**Objetivo da tarefa**
No texto sobre as políticas de gênero na Argentina, para qual ministério o Governo de Milei decidiu transferir a Linha 144?

**Trecho do texto**
****************
Milei levou sua guerra contra o feminismo a Davos, ao declarar que a única consequência do que descreve como “agenda radical” foi uma “maior intervenção do Estado para dificultar o processo econômico e empregar burocratas que nada acrescentaram à sociedade, seja na forma de Ministérios da Mulher ou organismos internacionais voltados para essa agenda”.

As estatísticas contradizem o presidente ultradireitista argentino. Mulheres que sofriam algum tipo de violência tinham ferramentas para se afastar do agressor que Milei retirou; a gravidez adolescente não intencional diminuiu em 50% graças a um plano hoje desfinanciado, a legalização do aborto — que o Governo quer revogar — contribuiu para reduzir as mortes maternas pela metade e os integrantes do coletivo LGTBI+ conquistaram grandes avanços graças a leis como a de identidade de gênero, casamento igualitário e cota laboral trans.

A Argentina estava muito longe de ser uma sociedade igualitária, mas hoje está indo na direção oposta. “Estamos vendo um retrocesso de quase 40 anos”, diz Agustina Rossi, integrante da Área de Políticas do Equipe Latinoamericano de Gênero e Justiça (ELA). “Há mulheres cuja integridade física e sexual está em perigo e que foram abandonadas pelo Estado”, adverte.

O EL PAÍS reconstrói o impacto da eliminação das políticas de gênero por meio de seis testemunhos.

Linha 144 de ajuda contra a violência: angústia e incerteza

Há uma década, em toda hora e durante todo o ano, a Linha 144 funciona na Argentina, uma linha telefônica gratuita que oferece assistência e apoio a mulheres e pessoas do coletivo LGTBI+ que sofrem violência. Até dezembro passado, operava no âmbito do agora extinto Ministério das Mulheres, Gêneros e Diversidade. Como parte das medidas de ajuste e desmonte do Estado, o Governo de Milei decidiu transferi-la para o Ministério da Justiça, mas não confirmou as condições de sua continuidade.

“A incerteza hoje é total”, conta Luciana, uma das 140 profissionais que trabalham na linha. Prefere não divulgar o sobrenome devido à instabilidade de seu emprego. “Temos contratos de três meses, nunca sabemos se vão renová-los ou não”, explica.

Em média, desde seu lançamento em 2013, a Linha 144 atende cerca de 340 chamadas por dia, mais de 10.000 por mês, mais de 120.000 por ano. Segundo os dados oficiais, 98% dos que entram em contato são mulheres; em 81% dos casos, para relatar a agressão de um homem, atual ou ex-parceiro. Mas hoje, as respostas que seus profissionais podem dar são cada vez menores.
****************
**Dados fornecidos**
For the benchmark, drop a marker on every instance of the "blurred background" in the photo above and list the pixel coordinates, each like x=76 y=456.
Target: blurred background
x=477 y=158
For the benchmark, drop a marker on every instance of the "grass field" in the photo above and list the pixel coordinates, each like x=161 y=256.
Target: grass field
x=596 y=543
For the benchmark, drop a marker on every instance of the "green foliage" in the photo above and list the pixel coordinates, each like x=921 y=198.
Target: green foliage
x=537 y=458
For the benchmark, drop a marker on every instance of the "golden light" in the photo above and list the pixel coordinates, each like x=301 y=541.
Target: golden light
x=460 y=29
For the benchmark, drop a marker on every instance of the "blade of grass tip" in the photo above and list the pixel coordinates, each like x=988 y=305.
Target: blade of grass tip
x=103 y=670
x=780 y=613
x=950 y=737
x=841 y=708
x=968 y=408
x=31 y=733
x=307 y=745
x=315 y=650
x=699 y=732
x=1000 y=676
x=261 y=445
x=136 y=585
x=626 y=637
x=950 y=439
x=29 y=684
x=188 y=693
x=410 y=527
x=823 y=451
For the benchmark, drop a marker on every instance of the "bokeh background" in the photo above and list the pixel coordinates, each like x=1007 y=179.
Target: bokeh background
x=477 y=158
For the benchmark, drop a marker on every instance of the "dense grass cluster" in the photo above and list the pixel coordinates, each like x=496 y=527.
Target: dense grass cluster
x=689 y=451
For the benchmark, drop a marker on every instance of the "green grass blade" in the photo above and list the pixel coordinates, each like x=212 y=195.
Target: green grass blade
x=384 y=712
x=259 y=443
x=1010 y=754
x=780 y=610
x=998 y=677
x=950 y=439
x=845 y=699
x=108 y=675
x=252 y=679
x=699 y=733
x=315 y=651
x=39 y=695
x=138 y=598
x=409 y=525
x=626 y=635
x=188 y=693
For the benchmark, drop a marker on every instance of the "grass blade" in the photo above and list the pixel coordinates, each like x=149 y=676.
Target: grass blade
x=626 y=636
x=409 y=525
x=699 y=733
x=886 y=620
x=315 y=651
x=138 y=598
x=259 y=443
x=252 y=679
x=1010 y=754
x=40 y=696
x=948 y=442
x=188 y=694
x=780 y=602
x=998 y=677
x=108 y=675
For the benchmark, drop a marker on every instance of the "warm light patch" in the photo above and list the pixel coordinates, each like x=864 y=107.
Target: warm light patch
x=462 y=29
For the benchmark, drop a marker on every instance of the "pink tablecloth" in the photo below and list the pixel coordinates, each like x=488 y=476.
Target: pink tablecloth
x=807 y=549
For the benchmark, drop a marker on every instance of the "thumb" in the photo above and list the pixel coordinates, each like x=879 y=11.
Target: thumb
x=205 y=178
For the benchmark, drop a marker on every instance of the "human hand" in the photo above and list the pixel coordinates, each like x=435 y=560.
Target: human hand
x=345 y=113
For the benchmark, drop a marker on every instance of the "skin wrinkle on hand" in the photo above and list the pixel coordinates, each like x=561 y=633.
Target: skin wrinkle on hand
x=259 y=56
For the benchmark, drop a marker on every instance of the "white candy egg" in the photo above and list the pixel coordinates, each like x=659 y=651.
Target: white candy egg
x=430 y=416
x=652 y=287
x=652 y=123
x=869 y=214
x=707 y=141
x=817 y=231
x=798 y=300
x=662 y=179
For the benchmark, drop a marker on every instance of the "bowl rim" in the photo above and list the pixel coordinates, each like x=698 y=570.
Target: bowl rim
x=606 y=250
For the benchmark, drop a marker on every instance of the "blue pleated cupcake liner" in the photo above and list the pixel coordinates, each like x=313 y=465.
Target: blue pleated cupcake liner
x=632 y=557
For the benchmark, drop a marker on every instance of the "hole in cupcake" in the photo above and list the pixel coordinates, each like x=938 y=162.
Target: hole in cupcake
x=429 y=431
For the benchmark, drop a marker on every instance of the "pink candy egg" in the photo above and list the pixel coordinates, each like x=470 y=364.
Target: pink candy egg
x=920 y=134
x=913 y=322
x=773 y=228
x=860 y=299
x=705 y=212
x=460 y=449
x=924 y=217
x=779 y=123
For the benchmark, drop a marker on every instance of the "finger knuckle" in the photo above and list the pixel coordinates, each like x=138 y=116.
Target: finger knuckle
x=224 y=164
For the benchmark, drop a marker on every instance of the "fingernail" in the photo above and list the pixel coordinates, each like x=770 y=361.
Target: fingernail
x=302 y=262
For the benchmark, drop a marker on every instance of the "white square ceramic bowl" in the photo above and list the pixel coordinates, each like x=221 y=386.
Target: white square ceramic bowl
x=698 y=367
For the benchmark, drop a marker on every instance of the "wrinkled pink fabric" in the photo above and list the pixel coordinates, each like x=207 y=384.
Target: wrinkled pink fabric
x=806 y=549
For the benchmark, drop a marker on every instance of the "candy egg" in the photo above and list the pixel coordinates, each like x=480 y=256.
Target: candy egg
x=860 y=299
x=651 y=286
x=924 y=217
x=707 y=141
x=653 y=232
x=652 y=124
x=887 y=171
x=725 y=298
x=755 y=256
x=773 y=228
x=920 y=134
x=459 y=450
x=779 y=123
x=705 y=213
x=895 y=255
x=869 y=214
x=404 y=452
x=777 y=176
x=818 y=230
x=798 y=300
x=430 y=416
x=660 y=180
****************
**Resposta**
Para o Ministério da Justiça.